▸ SET TASK A
Repeat verbatim the portion of the records below, starting with the line containing "Point out the cabinet door" and going on through the final line of the records.

▸ PAGE EXCERPT
_ _ _ _
Director Roland Emmerich on Telling the Story of Stonewall


Roland Emmerich's Stonewall is set for a September release.

Director Roland Emmerich on telling the story of Stonewall

For decades, director Roland Emmerich established his name for the amount of big-scale destruction he was able to perpetrate on screen with movies like Independence Day, The Day after Tomorrow and 2012

A few years ago, Emmerich took a brief break from all that destruction to direct a smaller period film about Shakespeare called Anonymous, and he’s once again getting away from his effects-driven comfort zone with Stonewall, a drama named after the famous bar on Christopher Street in which a famous 1969 protest took place that helped lead the first efforts towards gay rights. Before that point, homosexual men weren’t allowed to be employed or even served drinks which made life even more difficult for those who were already treated like outcasts by the public at large.

Set in 1969, Stonewall stars Jeremy Irvine (War Horse) as Danny Winters, a young man from a small farming town, ostracized by his family and the community after being outed as gay. He leaves town to go New York City and ends up living among the denizens of the West Village, many of whom are street hustlers turning tricks to survive. One of them is Ray (Johnny Beauchamp), a flamboyant transvestite who takes Danny under his wing and starts to develop feelings for the good-looking smalltown boy. Meanwhile, the police are constantly raiding the Stonewall Inn and harassing the gay and trans community which leads to a powder keg that’s set to explode. sat down with Emmerich at the Toronto International Film Festival where Stonewall was having its world premiere. During the interview, we also talked with him briefly about the decision to return to Independence Day with next year’s sequel Independence Day Resurgence, which he says was an answer to all the Marvel movies that were influenced by it. How’s Toronto treating you?

Roland Emmerich: Very good. Very good.

CS: Did you shoot the movie here?

Emmerich: No, I shot it in Montreal. We wanted to and we explored Toronto and Montreal and decided for Montreal. Do you know why? Because they have an old town there with cobblestones and everything. We could not build everything, so we needed some real locations and that worked well.

CS: You jumped ahead to one of my later questions, because it definitely seemed like you built that section of Christopher Street in the West Village.

Emmerich: Yeah, we built that.

StonewallCS: That’s amazing. One of my favorite bars is actually right next to the Stonewall, and it was fun trying to figure out when you used the real thing, but you actually built it quite faithfully.

Emmerich: Well, yeah, very faithfully and we had some Stonewall patrons helping us a lot. What was where? How did The Music Box look? But we also took some dramatic license.

CS: Also you weren’t living in New York City during the ‘60s or ‘70s, I presume.
_ _ _ _
▸ SET TASK B
Duplicate the passage of the Stonewall interview above verbatim, starting with "CS: You jumped" and going on through "some dramatic license.".

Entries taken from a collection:
_ _ _ _
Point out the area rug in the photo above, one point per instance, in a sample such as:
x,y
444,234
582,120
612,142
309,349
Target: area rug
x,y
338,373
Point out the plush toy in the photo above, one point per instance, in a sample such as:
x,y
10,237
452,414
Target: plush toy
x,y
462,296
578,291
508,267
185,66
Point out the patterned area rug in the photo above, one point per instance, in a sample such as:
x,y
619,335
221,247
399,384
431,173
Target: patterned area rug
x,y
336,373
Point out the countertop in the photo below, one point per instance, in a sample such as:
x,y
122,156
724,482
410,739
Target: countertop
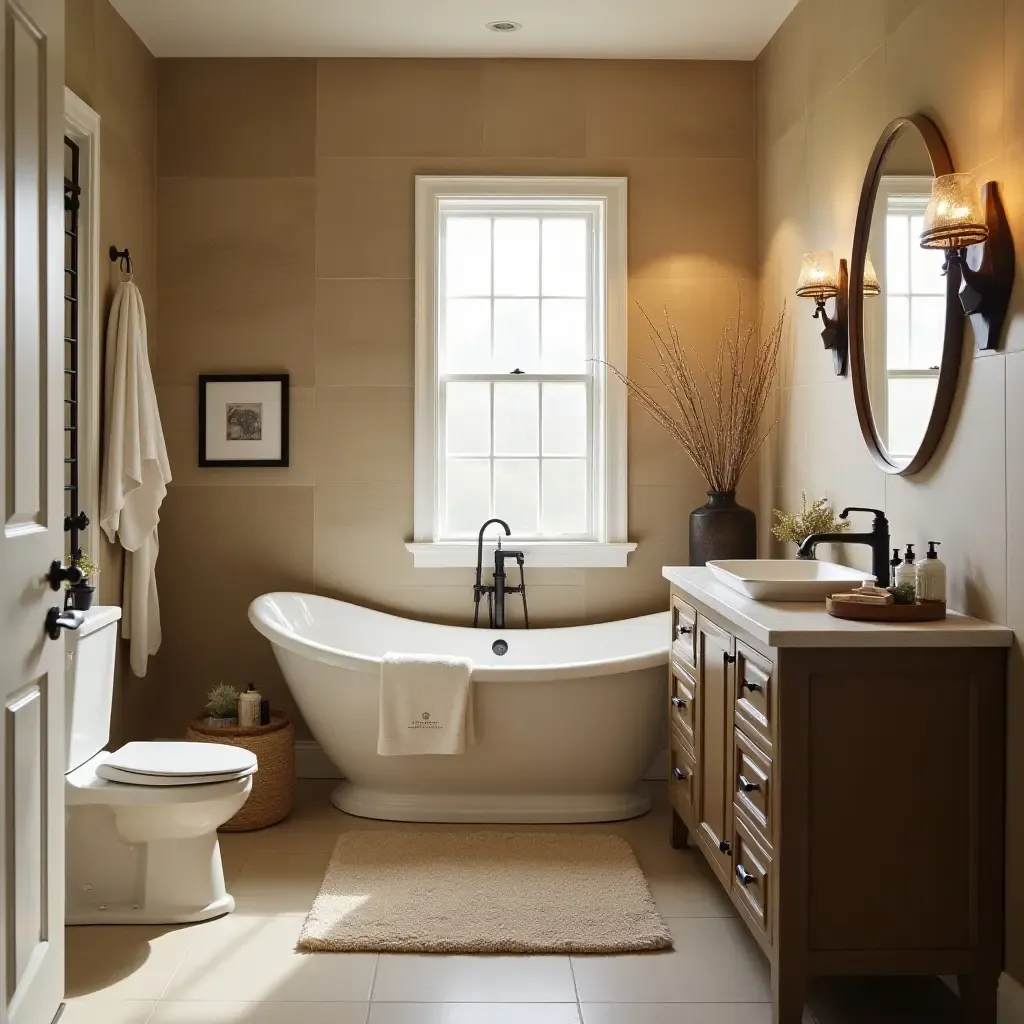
x,y
798,624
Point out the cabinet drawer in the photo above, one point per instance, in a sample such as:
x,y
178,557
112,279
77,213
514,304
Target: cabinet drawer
x,y
682,697
755,695
682,779
683,632
752,878
752,780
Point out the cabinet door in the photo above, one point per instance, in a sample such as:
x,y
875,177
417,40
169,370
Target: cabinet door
x,y
716,659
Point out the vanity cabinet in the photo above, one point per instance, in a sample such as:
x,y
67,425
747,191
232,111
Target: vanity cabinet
x,y
844,780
_ _ _ _
▸ EXERCISE RESPONSE A
Point out the cabinet door in the photo above, one point per instance, in a sample such as:
x,y
875,177
417,40
169,370
Target: cabinet door
x,y
716,659
Point out the vanity cabinet in the photo above, one point per instance, in a sample such as:
x,y
67,425
747,191
232,111
Target: vanity cabinet
x,y
844,780

▸ EXERCISE RESPONSE B
CS: You jumped ahead to one of my later questions, because it definitely seemed like you built that section of Christopher Street in the West Village.

Emmerich: Yeah, we built that.

StonewallCS: That’s amazing. One of my favorite bars is actually right next to the Stonewall, and it was fun trying to figure out when you used the real thing, but you actually built it quite faithfully.

Emmerich: Well, yeah, very faithfully and we had some Stonewall patrons helping us a lot. What was where? How did The Music Box look? But we also took some dramatic license.